— PROBLEM —
Copy the entries below word for word, from the line containing "Practice. Locate the tree" through the end of the entries.

----- DATA ENTRIES

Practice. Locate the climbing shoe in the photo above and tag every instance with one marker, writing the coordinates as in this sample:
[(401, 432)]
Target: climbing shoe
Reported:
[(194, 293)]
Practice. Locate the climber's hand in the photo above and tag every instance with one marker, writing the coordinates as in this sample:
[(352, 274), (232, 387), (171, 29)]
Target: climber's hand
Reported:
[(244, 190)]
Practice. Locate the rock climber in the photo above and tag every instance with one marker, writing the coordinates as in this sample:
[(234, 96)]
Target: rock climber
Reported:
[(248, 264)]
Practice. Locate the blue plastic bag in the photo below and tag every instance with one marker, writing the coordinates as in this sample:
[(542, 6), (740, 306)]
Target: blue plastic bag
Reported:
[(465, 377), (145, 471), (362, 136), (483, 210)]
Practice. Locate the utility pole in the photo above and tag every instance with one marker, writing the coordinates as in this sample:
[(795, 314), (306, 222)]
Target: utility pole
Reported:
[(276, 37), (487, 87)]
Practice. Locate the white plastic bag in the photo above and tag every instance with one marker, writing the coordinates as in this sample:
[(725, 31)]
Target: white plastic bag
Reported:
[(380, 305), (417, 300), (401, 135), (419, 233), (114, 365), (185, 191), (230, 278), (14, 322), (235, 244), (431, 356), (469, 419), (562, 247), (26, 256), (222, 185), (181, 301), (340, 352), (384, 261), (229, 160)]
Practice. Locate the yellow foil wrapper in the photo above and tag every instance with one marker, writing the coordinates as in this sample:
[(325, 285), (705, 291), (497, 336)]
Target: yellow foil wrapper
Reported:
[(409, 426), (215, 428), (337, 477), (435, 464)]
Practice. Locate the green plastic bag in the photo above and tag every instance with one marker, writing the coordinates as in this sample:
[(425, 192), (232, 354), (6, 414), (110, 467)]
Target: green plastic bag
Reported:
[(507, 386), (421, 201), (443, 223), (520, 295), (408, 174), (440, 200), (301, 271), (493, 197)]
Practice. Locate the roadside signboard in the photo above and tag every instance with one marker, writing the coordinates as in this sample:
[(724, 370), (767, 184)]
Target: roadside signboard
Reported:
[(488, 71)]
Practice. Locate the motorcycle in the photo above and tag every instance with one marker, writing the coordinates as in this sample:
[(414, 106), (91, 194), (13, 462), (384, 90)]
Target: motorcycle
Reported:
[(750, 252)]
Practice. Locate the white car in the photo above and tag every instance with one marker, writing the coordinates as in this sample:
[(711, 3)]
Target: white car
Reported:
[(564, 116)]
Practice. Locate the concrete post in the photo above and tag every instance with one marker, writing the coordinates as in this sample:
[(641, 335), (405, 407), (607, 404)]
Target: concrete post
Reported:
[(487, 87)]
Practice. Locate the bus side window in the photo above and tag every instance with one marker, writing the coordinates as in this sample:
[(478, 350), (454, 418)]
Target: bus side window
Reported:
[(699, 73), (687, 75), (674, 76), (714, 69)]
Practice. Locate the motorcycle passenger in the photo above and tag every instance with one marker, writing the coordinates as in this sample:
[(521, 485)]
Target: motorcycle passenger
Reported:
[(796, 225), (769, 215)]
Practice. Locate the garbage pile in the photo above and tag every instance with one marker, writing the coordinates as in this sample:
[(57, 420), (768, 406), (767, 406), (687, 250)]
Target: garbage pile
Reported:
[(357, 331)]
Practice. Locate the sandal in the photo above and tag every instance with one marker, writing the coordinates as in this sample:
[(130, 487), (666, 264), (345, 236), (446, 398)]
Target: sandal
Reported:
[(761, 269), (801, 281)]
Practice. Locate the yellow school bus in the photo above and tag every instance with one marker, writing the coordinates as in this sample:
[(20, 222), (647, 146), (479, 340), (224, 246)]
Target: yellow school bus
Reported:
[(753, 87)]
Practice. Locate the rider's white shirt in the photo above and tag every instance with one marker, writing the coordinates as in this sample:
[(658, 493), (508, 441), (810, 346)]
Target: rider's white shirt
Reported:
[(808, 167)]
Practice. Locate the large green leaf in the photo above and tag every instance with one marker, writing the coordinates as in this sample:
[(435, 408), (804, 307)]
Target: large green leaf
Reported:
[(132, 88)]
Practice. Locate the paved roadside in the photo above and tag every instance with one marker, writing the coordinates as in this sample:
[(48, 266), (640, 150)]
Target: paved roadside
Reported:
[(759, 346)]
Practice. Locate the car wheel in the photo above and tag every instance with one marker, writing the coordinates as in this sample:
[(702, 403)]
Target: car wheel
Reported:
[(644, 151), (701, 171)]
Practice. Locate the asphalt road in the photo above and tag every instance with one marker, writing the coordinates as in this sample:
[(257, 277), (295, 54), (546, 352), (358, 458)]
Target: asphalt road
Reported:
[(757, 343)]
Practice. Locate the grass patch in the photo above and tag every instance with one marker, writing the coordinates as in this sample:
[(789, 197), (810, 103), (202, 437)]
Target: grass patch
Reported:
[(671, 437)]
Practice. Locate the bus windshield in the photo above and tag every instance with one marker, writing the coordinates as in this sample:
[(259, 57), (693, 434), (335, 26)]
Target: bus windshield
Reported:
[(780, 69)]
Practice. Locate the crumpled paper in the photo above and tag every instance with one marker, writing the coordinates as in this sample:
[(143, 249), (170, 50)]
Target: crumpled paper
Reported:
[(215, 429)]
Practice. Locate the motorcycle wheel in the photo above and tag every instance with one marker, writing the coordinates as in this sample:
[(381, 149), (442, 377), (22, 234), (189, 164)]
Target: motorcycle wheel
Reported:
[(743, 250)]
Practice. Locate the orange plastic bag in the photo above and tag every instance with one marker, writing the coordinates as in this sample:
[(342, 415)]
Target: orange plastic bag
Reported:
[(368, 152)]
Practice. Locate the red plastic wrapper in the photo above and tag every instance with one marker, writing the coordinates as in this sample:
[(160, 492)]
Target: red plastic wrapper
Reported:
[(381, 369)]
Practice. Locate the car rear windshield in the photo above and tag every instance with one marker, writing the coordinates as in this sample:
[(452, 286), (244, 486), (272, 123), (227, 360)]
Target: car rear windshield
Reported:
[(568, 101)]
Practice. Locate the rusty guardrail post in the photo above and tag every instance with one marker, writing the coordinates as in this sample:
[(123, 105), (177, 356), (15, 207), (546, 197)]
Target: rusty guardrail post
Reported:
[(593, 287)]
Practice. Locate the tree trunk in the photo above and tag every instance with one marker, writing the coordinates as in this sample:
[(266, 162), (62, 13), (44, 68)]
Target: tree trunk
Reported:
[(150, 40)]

----------

— COMPLETE ANSWER —
Practice. Locate the tree trunk in the photo above and tag every instance with one marker, writing the coordinates as in this sample:
[(266, 162), (62, 13), (44, 68)]
Target: tree trunk
Reported:
[(150, 40)]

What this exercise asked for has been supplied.